=== SHORT PROBLEM ===
Rewrite the entries below, swapping "trousers" for "pants" and leaving everything else unchanged.
-------------------------
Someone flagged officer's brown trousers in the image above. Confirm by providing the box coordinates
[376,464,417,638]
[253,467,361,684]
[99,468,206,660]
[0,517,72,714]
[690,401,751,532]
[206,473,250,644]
-------------------------
=== ANSWER TO THIS PROBLEM ===
Someone flagged officer's brown pants in the image above. Confirm by providing the box coordinates
[376,464,417,638]
[253,467,361,684]
[99,468,206,660]
[0,517,72,714]
[690,401,751,532]
[206,473,250,644]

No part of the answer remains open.